# [GIVEN TEXT]
——————
Arguments before the Supreme Court and a lower court on Tuesday will put two pillars of President Obama's first-term air-quality agenda on trial.

The Supreme Court will hear arguments over the Environmental Protection Agency's 2011 Cross-State Air Pollution Rule. It requires states in the eastern half of the U.S. to cut smog- and soot-forming pollution from power plants that blows across state lines.

 

An appeals court knocked down the rule in 2012, but the EPA asked the high court to review the case.

Not far away, the U.S. Court of Appeals for the D.C. Circuit will hear challenges from industry groups and several states to a separate EPA rule that requires cuts in power-plant emissions of mercury and other toxic compounds.

The stakes are high.

 

"I think that killer coal-fired power plants are literally on trial," said Frank O'Donnell of the advocacy group Clean Air Watch. "What's at stake is the health of many millions of Americans who for years have been subject to disease and sickness from coal-fired power plants."

The twin events will focus on detailed legal questions, but the court cases are part of a much wider battle over energy policy and coal.

The arguments will help decide the fate of a White House environmental agenda that industry groups and many Republicans call overzealous and economically harmful, especially in coal-producing regions and areas heavily reliant on coal for power.
——————
# [PROVIDED RECORDS]
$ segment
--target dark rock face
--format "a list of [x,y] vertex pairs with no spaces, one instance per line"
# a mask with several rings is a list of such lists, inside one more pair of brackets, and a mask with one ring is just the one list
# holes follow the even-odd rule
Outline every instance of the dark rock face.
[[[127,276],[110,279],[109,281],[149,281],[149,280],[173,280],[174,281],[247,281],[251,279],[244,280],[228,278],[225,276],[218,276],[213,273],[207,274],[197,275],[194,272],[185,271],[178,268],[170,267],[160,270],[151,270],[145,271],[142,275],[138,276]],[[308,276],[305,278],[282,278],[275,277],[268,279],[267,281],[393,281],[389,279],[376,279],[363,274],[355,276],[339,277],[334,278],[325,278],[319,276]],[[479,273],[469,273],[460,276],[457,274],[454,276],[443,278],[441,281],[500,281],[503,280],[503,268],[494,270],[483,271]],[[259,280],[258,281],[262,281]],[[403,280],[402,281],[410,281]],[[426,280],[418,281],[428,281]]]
——————
For each statement below, say yes or no to whether it agrees with the text on the EPA court cases, and quote the words of that text that decide it.
1. The Cross-State Air Pollution Rule dates from 2011.
2. An appeals court upheld the Cross-State Air Pollution Rule in 2012.
3. The Supreme Court will hear the challenges to the EPA rule on mercury emissions.

1. Yes: "the Environmental Protection Agency's 2011 Cross-State Air Pollution Rule"
2. No: "An appeals court knocked down the rule in 2012"
3. No: "the U.S. Court of Appeals for the D.C. Circuit will hear challenges from industry groups and several states to a separate EPA rule that requires cuts in power-plant emissions of mercury and other toxic compounds"